** begin DATASET RECORDS **

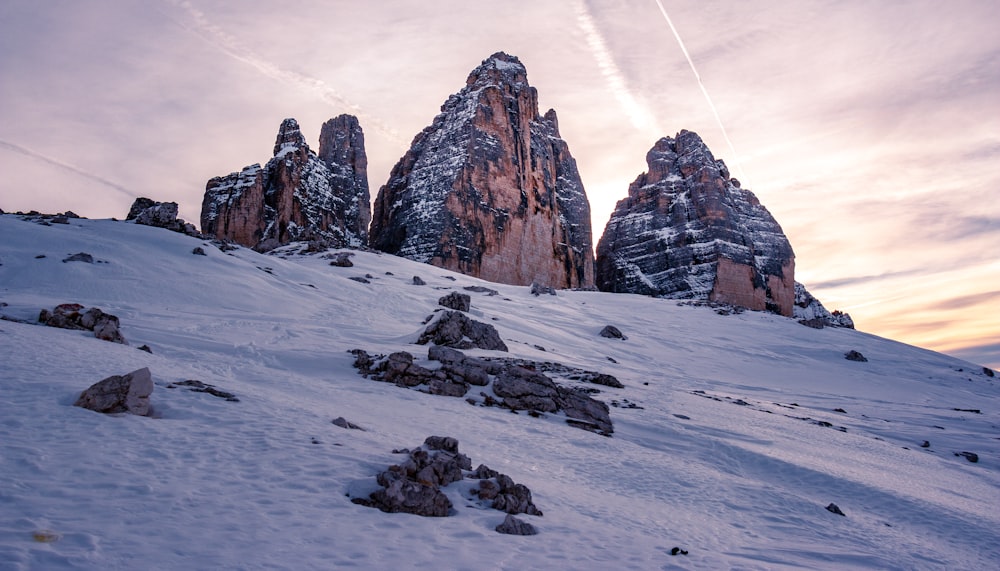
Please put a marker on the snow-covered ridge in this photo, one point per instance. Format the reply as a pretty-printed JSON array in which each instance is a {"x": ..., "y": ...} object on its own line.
[{"x": 731, "y": 452}]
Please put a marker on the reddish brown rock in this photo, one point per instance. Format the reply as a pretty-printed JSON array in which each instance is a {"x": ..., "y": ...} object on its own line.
[
  {"x": 490, "y": 189},
  {"x": 297, "y": 195},
  {"x": 688, "y": 231}
]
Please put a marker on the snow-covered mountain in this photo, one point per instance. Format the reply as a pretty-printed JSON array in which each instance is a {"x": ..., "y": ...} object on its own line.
[
  {"x": 490, "y": 188},
  {"x": 732, "y": 434}
]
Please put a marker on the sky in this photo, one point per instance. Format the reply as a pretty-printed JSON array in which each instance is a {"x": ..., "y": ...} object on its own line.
[{"x": 870, "y": 130}]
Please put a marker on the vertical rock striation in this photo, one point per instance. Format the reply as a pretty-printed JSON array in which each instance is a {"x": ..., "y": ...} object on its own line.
[
  {"x": 297, "y": 195},
  {"x": 490, "y": 189},
  {"x": 688, "y": 231}
]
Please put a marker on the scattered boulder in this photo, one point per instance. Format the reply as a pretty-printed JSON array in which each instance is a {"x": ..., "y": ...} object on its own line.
[
  {"x": 538, "y": 289},
  {"x": 455, "y": 329},
  {"x": 80, "y": 257},
  {"x": 200, "y": 387},
  {"x": 149, "y": 212},
  {"x": 518, "y": 387},
  {"x": 119, "y": 393},
  {"x": 833, "y": 508},
  {"x": 72, "y": 316},
  {"x": 514, "y": 526},
  {"x": 456, "y": 301},
  {"x": 811, "y": 313},
  {"x": 341, "y": 259},
  {"x": 521, "y": 388},
  {"x": 414, "y": 486},
  {"x": 481, "y": 289},
  {"x": 344, "y": 423},
  {"x": 612, "y": 332},
  {"x": 853, "y": 355}
]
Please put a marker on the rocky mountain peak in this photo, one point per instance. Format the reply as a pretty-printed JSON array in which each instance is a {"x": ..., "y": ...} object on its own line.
[
  {"x": 297, "y": 195},
  {"x": 498, "y": 69},
  {"x": 490, "y": 188},
  {"x": 688, "y": 230},
  {"x": 289, "y": 138}
]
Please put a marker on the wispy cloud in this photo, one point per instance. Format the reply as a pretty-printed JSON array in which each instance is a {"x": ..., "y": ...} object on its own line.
[
  {"x": 704, "y": 90},
  {"x": 199, "y": 24},
  {"x": 639, "y": 115},
  {"x": 66, "y": 167}
]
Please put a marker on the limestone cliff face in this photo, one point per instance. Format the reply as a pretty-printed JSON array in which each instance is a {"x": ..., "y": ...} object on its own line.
[
  {"x": 490, "y": 189},
  {"x": 688, "y": 231},
  {"x": 297, "y": 195}
]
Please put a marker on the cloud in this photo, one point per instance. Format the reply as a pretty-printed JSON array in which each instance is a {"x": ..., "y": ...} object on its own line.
[
  {"x": 639, "y": 115},
  {"x": 857, "y": 280},
  {"x": 967, "y": 300},
  {"x": 228, "y": 44},
  {"x": 66, "y": 167}
]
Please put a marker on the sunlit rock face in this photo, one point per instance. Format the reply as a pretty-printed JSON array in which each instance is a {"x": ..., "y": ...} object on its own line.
[
  {"x": 490, "y": 189},
  {"x": 688, "y": 231},
  {"x": 297, "y": 195}
]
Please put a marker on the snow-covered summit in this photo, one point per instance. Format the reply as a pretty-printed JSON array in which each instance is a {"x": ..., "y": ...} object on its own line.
[
  {"x": 732, "y": 433},
  {"x": 490, "y": 189}
]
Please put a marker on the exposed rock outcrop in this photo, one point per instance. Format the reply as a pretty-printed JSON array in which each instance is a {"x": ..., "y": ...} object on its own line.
[
  {"x": 74, "y": 316},
  {"x": 515, "y": 526},
  {"x": 688, "y": 231},
  {"x": 119, "y": 393},
  {"x": 455, "y": 329},
  {"x": 149, "y": 212},
  {"x": 414, "y": 486},
  {"x": 519, "y": 384},
  {"x": 298, "y": 195},
  {"x": 809, "y": 311},
  {"x": 490, "y": 189}
]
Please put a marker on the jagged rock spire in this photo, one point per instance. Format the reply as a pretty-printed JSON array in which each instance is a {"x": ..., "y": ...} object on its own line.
[
  {"x": 687, "y": 230},
  {"x": 490, "y": 188},
  {"x": 297, "y": 195}
]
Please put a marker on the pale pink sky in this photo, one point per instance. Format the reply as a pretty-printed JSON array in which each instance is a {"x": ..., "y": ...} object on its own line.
[{"x": 871, "y": 130}]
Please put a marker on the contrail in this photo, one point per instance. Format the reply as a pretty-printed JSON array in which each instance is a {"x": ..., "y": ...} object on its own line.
[
  {"x": 640, "y": 116},
  {"x": 231, "y": 47},
  {"x": 67, "y": 167},
  {"x": 704, "y": 91}
]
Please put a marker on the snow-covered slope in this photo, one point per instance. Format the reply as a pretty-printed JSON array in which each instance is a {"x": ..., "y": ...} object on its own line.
[{"x": 727, "y": 458}]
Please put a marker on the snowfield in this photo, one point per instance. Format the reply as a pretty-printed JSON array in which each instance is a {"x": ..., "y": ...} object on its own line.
[{"x": 732, "y": 453}]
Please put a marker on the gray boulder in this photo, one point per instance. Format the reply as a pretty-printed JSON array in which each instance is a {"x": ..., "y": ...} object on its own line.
[
  {"x": 80, "y": 257},
  {"x": 524, "y": 389},
  {"x": 73, "y": 316},
  {"x": 585, "y": 412},
  {"x": 612, "y": 332},
  {"x": 514, "y": 526},
  {"x": 119, "y": 393},
  {"x": 538, "y": 289},
  {"x": 456, "y": 301},
  {"x": 408, "y": 496},
  {"x": 455, "y": 329},
  {"x": 853, "y": 355},
  {"x": 341, "y": 259}
]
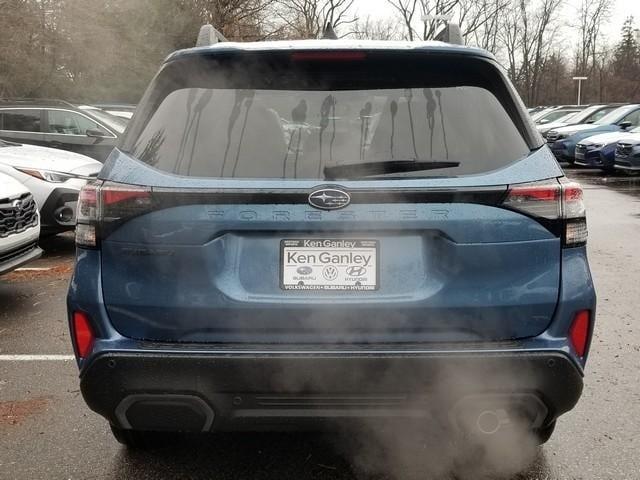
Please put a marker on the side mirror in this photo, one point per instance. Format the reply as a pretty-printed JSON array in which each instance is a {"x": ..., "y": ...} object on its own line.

** end DATASET RECORDS **

:: GIVEN EXERCISE ::
Please update the entries, beginning at the line that has "Please put a marker on the pale" and stopping after the last entry, by replacing "contrail" with "vapor trail" and changing nothing else. Give back only those lines, without the pictures.

:: RESPONSE TO THIS TASK ::
Please put a marker on the pale pink sky in this photo, one point per instance. Format the reply as a pretty-printed JSON array in which each instance is a {"x": ..., "y": ...} object on its own line.
[{"x": 871, "y": 130}]
Please put a marker on the vapor trail in this photo, one point per instance. Format the reply as a pretty-printed JSON array in which each instance is a {"x": ..., "y": ...} object on its own line.
[
  {"x": 640, "y": 116},
  {"x": 231, "y": 47},
  {"x": 67, "y": 167},
  {"x": 704, "y": 91}
]
Please put a marker on the snow-covered slope in this photo, one point per instance. Format the reply as a pretty-printed JSON array in which each instance is a {"x": ..., "y": ...} object on its own line.
[{"x": 727, "y": 458}]
Please put a marker on the snowfield in this photo, one point per instance. Format the reply as a pretty-printed JSON array in which each instance is a {"x": ..., "y": ...} object on its own line.
[{"x": 732, "y": 453}]
Please put a marker on the gray boulder in this photo, one point per instance. Format the reply as a pretty-printed JSON array in which each instance is a {"x": ..., "y": ...} object on its own line.
[
  {"x": 80, "y": 257},
  {"x": 524, "y": 389},
  {"x": 73, "y": 316},
  {"x": 585, "y": 412},
  {"x": 612, "y": 332},
  {"x": 514, "y": 526},
  {"x": 119, "y": 393},
  {"x": 538, "y": 289},
  {"x": 456, "y": 301},
  {"x": 408, "y": 496},
  {"x": 455, "y": 329},
  {"x": 853, "y": 355},
  {"x": 341, "y": 259}
]
Please put a marker on the side mirror in this photo, one point per instance. Format the reply as a pretty-printed JSON array in which each instance is a {"x": ..., "y": ...} object on its own line.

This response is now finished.